* _Written task_
How many lines in the entries below contain the string "instance"? Matching is case-sensitive; reply with the number alone.

* * * * *

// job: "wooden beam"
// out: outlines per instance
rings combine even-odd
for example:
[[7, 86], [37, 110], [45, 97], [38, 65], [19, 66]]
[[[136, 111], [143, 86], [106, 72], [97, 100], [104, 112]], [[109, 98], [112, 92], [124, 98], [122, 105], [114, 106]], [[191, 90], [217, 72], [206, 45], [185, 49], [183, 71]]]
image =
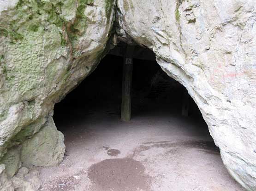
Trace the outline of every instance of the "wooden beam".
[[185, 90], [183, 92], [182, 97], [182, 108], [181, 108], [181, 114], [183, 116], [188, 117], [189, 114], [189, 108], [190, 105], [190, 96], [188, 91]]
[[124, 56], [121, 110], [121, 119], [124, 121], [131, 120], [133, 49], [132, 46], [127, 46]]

* * * * *

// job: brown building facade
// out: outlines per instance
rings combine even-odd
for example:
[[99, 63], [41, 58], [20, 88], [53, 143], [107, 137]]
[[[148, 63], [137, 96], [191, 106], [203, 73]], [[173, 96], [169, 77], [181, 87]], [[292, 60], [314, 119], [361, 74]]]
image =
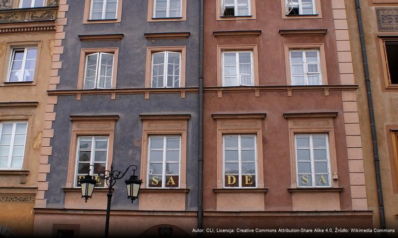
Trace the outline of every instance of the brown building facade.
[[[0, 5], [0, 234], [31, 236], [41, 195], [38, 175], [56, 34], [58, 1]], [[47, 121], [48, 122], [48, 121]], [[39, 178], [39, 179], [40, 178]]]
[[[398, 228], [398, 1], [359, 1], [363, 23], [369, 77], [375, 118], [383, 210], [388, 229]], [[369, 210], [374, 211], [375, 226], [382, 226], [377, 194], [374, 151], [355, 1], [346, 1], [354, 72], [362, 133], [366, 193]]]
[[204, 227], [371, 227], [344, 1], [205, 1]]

* * * * *

* _Complete answer_
4